▸ GOAL OF THE EXERCISE: All lines of the following material must be written out exactly as they appear.

▸ DATA RECORDS:
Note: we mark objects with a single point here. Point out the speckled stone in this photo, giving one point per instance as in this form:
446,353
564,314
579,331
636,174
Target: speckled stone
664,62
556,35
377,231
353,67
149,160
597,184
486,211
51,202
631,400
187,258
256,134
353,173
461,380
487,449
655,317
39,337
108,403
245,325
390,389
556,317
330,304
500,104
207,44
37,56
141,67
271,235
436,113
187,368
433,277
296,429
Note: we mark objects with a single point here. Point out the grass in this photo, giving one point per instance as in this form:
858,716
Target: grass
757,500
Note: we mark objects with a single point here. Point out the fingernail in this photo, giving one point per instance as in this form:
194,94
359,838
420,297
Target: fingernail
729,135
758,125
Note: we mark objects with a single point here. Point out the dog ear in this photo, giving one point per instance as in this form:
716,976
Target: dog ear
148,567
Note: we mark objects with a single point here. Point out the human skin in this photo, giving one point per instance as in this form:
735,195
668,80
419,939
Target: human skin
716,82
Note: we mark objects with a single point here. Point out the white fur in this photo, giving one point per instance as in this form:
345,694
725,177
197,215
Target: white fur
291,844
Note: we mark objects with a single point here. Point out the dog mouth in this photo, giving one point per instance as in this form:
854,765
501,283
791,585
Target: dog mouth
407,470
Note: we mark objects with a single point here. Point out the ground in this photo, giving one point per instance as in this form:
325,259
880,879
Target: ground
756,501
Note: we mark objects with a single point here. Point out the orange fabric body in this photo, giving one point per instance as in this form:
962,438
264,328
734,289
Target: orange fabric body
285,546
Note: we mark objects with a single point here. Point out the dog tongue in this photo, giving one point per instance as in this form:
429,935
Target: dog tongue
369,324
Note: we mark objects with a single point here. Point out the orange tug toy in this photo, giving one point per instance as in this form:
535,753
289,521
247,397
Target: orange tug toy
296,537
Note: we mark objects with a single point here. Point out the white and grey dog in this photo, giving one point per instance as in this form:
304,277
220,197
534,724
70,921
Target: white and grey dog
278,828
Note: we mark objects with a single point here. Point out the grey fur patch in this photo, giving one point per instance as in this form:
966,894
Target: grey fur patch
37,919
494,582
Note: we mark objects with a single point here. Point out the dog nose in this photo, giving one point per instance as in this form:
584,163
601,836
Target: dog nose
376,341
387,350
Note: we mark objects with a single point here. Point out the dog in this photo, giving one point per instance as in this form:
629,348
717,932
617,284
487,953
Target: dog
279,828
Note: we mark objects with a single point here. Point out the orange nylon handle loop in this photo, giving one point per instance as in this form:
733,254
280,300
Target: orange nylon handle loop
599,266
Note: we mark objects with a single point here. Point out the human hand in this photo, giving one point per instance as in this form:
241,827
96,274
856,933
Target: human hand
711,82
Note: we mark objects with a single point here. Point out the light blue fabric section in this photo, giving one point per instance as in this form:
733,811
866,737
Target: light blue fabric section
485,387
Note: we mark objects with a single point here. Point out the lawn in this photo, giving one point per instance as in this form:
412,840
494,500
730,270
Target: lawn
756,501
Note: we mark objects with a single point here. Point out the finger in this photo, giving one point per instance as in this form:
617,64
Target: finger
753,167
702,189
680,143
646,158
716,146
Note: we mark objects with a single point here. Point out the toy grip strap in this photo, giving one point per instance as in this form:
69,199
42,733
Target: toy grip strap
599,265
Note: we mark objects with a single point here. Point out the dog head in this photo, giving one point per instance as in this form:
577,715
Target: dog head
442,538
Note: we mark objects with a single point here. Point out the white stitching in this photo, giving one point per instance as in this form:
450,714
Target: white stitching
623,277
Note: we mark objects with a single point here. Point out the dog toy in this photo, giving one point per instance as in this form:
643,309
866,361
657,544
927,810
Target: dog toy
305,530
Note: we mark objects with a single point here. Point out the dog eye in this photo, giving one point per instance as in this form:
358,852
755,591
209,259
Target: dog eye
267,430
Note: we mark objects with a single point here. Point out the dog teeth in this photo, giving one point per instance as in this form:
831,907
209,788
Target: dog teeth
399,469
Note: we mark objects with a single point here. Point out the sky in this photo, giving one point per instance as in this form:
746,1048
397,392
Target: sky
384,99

▸ OUTPUT BELOW:
Note: we mark objects with a single point here. Point out the speckled stone in this photo, giving one point per instance as in this form:
446,353
564,314
579,331
636,174
Target: speckled stone
664,62
556,35
377,231
353,67
149,160
597,184
486,211
51,202
631,400
187,258
256,134
353,173
461,380
487,449
655,317
39,337
108,403
245,325
390,389
556,317
330,304
500,104
207,44
37,56
141,67
271,235
436,113
187,368
433,277
296,429
Note: we mark objects with a single point here. Point out the grass in this photo, giving one point per instance as in this form:
858,716
Target: grass
757,500
Note: we mark objects with a single point here. Point out the fingernail in this photo, giving one point per instance as in this form:
194,94
359,838
420,297
Target: fingernail
729,135
758,125
Note: we mark objects with a single point here. Point out the dog ear in this photo, giving one point per instance as in this form:
716,976
Target: dog ear
148,567
Note: we mark objects with a single point here. Point out the human skin in this photo, giving one point per instance as in this form:
735,195
668,80
419,939
Target: human skin
716,82
Note: we mark objects with a single point here. Point out the white fur in this photo, giving one point per instance as in this form:
345,694
725,177
197,215
Target: white fur
291,844
Note: we mark objects with a single point here. Point out the dog mouth in this photo, giving one point per instance as in this form:
854,765
501,283
791,585
Target: dog mouth
407,470
Note: we mark objects with a single point here. Point out the ground in this photo, giving one point per instance as in this form:
325,259
880,879
Target: ground
756,501
Note: we mark objects with a single point here. Point out the orange fabric body in this photo, giving one point per instance as in this form:
962,438
264,328
734,289
Target: orange fabric body
285,546
Note: we mark objects with a single point here. Point out the dog tongue in this photo, giving one point per instance as in this form:
429,935
Target: dog tongue
369,324
Note: we mark objects with a single point here. Point out the orange tug toy in this photo, giving one point per instance as in this form:
535,753
289,521
247,397
Target: orange tug toy
296,537
Note: we mark objects with a single point here. Point out the white and grey dog in this photo, giving one point per instance as in this form:
304,277
220,197
534,724
70,921
Target: white and grey dog
278,828
Note: we mark objects with a single point here. Point out the grey fur patch in this photo, giving one point per instance as in this form:
966,894
Target: grey fur patch
37,919
494,582
Note: we mark objects with a single point here. Point out the dog nose in this photo, giving one point per instance as in this form:
584,163
601,836
Target: dog nose
376,341
387,350
Note: we mark objects with a single point here. Point out the dog in this photo, giving one point per instance as in this form:
629,348
717,932
617,284
487,953
Target: dog
279,828
Note: we mark objects with a single point here. Point out the orange nylon handle loop in this photo, giving one point per instance as in this form:
733,254
280,300
Target: orange nylon handle loop
599,266
Note: we mark objects with a single point here. Point out the human hand in this photo, giving one point per instance as in this form:
241,827
96,274
856,933
Target: human hand
711,82
Note: we mark objects with a single point here. Point out the light blue fabric section in this photo, giving one point per instance as in this form:
733,811
866,737
Target: light blue fabric section
485,387
Note: we mark objects with a single point here. Point out the lawn in this photo, giving one point per instance as in this form:
412,840
494,500
730,270
Target: lawn
756,501
Note: we mark objects with a single point here. Point out the finger in this photo, giving one point per instance as in this form:
617,64
Target: finger
753,167
702,189
680,143
646,158
716,146
Note: we mark objects with a single point here. Point out the toy grip strap in this photo, giving one point per instance as in this form:
69,199
42,733
Target: toy grip strap
599,265
Note: we mark objects with a single point here. Point out the dog head in this photo, giving one point per instance as in this form:
577,715
Target: dog head
442,538
Note: we mark objects with a single point here. Point out the white stitching in this photo, giving one point per instance as in this form:
450,714
Target: white stitching
623,277
Note: we mark objects with a single point here. Point out the dog toy in this photo, giving one point per instance as in this form:
643,309
866,361
657,544
927,810
Target: dog toy
305,530
Note: we mark objects with a single point here. Point out the dog eye in this photo, giving one point per instance as in this form:
358,852
755,591
209,259
Target: dog eye
267,430
Note: we mark objects with a single point here. Point out the dog teeth in this photo, giving one point per instance as in this form:
831,907
209,788
Target: dog teeth
399,469
Note: we mark objects with a single point here. Point out the sky in this photo, giving one point per instance as in this form:
746,1048
397,392
Target: sky
384,99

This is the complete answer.